In the data, replace "vertex pairs" with "coordinate pairs" wherever it occurs and repeat all lines otherwise unchanged.

_Input rows:_
# # #

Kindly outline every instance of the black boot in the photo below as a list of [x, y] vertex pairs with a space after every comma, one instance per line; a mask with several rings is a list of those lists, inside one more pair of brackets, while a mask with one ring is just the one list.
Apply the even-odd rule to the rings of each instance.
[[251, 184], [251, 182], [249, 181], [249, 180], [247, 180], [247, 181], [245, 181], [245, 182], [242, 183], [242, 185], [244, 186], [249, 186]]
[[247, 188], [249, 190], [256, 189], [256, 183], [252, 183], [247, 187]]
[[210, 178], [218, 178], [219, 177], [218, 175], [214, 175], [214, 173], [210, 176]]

# # #

_Finished exercise:_
Kindly outline every instance of the black boot in the photo below as a list of [x, y] coordinate pairs with a space after every comma, one instance per line; a mask with several rings is a list of those lists, inside one more pair of brackets, while a mask with one ring is just the one list.
Apply the even-odd rule to the rings of each instance.
[[251, 184], [251, 182], [249, 181], [249, 180], [247, 180], [247, 181], [245, 181], [245, 182], [242, 183], [242, 185], [244, 186], [249, 186]]
[[247, 188], [249, 190], [256, 189], [256, 183], [252, 183], [247, 187]]
[[210, 178], [218, 178], [219, 177], [218, 175], [214, 175], [214, 173], [210, 176]]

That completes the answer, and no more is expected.